-------- TEXT SHOWN --------
Strange booting problem

Chris Murphy lists at colorremedies.com
Tue Jun 30 22:18:23 UTC 2015


observations:


1. GRUB's boot.img, the 440 bytes of code in the MBR/LBA 0, does not
use the partition active bit (the boot flag). So boot flag is
irrelevant in a GRUB context. The GRUB boot.img code contains the
specific LBA to jump to where core.img is found, which on MBR disks is
in the MBR gap.


2. The most likely explanation for the problem, as someone else
alluded to, is the USB drive has stale bootloader code on it that
points to no where and hangs. If this drive was partitioned with
parted (including gparted which leverages libparted), the described
behavior is intended behavior by parted developers. [1]

The solution is to do one of two things: change the boot order in
BIOS; or zero the first 440 bytes of LBA 0 with this:

# dd if=/dev/zero of=/dev/sdX bs=440 count=1

##where X is the letter for the USB drive

---
Chris Murphy



[1] Which I've complained about, but the parted developers don't
appear to care, or think they're doing the majority a favor.

If LBA 0 is completely blank at the time parted partitions it, parted
writes out some basic jump code in the first 440 bytes of the MBR that
honors the active bit to determine the jump location. If the drive
isn't meant to be a boot drive, this code just causes the CPU to jump
to nowhere. There isn't even any error handling in this jump code. So
you get exactly the behavior described.

Now, I find it absurd, but, that's life with people who think everyone
else is a moron. Because after all, if you're not creating a drive
intended to boot you have no good reason to partition it at all: a.)
format the entire block device with a file system; or b.) use LVM on
the whole block device as the method of partitioning, which is vastly
superior to MBR or GPT partitioning. Note that parted will not
overwrite already present bootloader code in the MBR.
--------
Name every partitioning method mentioned in the last paragraph of the post about the boot problem. The entries come from a different source than the post above.
-------- GIVEN DATA --------
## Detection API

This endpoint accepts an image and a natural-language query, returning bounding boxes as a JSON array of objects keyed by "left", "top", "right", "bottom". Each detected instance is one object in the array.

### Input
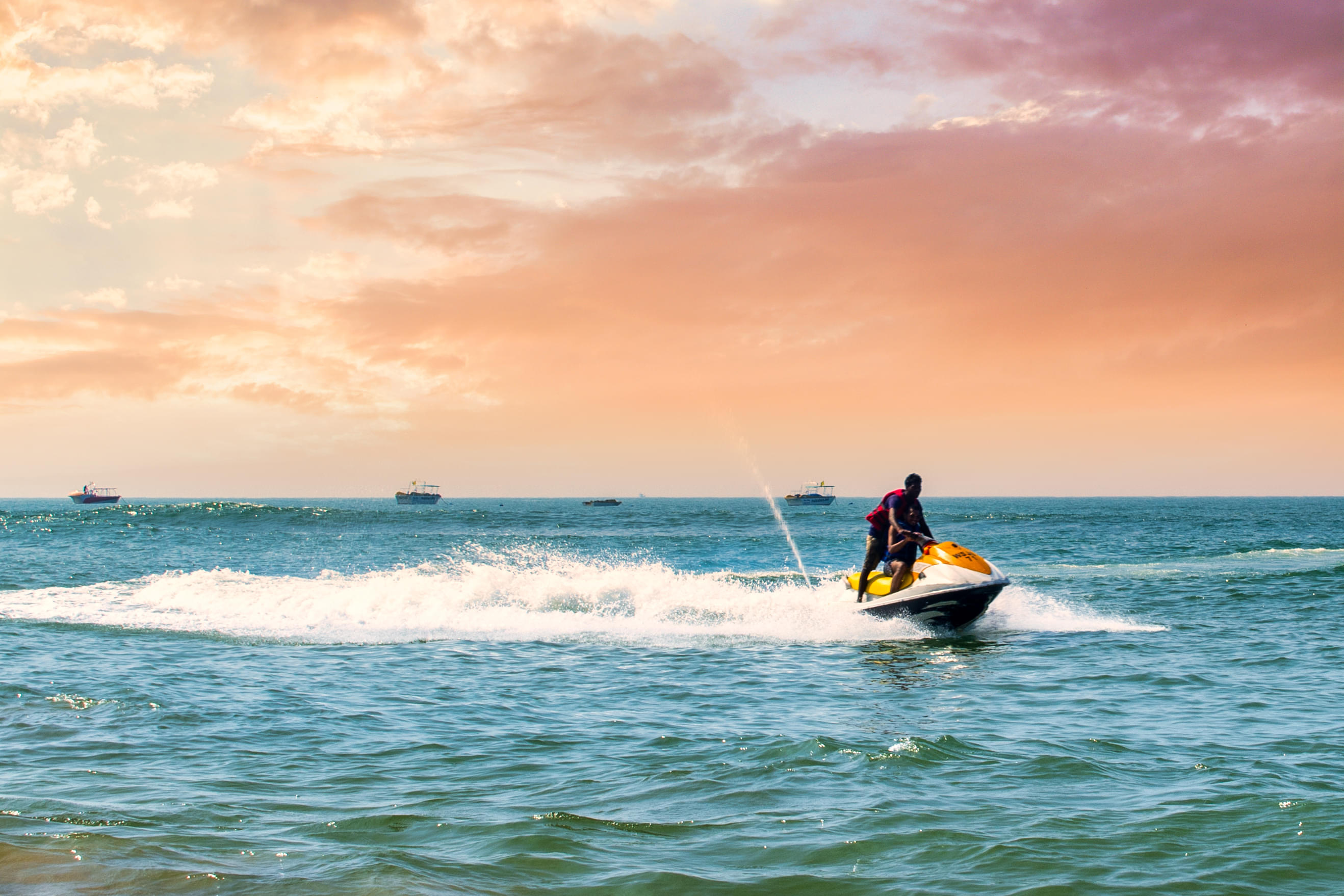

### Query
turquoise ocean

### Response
[{"left": 0, "top": 494, "right": 1344, "bottom": 896}]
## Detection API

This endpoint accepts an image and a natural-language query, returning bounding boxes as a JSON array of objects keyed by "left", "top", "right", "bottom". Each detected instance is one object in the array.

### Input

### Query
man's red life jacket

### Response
[{"left": 863, "top": 489, "right": 906, "bottom": 529}]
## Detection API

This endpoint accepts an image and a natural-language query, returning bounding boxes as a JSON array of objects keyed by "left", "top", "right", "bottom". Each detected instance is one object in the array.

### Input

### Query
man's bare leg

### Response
[{"left": 855, "top": 535, "right": 883, "bottom": 603}]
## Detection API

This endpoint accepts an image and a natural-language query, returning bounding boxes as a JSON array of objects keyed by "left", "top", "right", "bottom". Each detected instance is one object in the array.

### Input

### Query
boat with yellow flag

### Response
[{"left": 845, "top": 541, "right": 1011, "bottom": 628}]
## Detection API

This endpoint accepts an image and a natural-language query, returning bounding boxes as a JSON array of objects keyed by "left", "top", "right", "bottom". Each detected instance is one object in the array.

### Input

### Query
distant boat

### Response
--------
### EXERCISE OUTPUT
LVM, MBR, GPT